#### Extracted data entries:

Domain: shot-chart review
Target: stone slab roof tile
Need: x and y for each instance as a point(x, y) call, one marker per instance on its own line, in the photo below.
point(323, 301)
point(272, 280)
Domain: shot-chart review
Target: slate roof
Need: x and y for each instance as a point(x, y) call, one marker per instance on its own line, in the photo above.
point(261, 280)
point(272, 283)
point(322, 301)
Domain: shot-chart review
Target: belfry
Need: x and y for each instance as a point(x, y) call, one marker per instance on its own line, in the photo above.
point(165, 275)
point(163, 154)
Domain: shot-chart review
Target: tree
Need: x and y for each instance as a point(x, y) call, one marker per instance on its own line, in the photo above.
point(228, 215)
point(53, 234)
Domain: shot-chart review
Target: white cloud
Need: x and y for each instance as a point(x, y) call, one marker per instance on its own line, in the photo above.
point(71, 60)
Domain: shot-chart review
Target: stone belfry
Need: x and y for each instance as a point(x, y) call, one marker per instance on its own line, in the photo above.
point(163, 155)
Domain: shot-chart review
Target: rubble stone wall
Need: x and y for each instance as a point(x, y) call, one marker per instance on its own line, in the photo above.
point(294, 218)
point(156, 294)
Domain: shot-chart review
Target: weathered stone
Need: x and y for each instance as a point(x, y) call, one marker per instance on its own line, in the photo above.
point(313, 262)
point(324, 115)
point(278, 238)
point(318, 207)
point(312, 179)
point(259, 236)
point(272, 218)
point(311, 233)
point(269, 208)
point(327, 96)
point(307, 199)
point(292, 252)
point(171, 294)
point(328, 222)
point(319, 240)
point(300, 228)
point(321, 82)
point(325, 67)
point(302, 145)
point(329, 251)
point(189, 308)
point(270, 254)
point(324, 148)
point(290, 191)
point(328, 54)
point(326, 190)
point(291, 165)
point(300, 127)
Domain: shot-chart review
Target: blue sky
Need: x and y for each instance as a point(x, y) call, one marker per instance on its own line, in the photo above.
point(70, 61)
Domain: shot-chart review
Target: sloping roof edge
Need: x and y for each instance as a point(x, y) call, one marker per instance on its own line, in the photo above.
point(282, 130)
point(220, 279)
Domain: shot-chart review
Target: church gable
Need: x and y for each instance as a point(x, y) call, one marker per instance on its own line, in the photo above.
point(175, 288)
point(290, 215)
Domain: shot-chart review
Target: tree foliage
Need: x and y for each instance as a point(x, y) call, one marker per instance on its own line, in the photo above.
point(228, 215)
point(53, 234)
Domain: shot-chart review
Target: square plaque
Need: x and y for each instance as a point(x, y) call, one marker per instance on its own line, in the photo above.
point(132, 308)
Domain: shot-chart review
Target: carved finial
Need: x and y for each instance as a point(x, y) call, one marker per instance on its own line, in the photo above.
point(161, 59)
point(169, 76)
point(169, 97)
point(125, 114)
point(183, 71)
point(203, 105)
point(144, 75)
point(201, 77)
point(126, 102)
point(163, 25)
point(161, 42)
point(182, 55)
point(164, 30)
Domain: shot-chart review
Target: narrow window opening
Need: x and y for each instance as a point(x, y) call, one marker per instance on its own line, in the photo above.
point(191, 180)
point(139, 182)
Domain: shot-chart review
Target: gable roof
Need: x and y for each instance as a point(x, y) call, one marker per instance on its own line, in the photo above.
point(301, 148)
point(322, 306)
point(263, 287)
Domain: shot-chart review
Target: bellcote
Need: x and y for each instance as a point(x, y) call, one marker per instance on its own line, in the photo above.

#### TASK GOAL:
Identify every line in the rows that contains the word "gable", and copy each of those lines.

#### RESULT OF THIS TASK:
Target: church gable
Target: gable roof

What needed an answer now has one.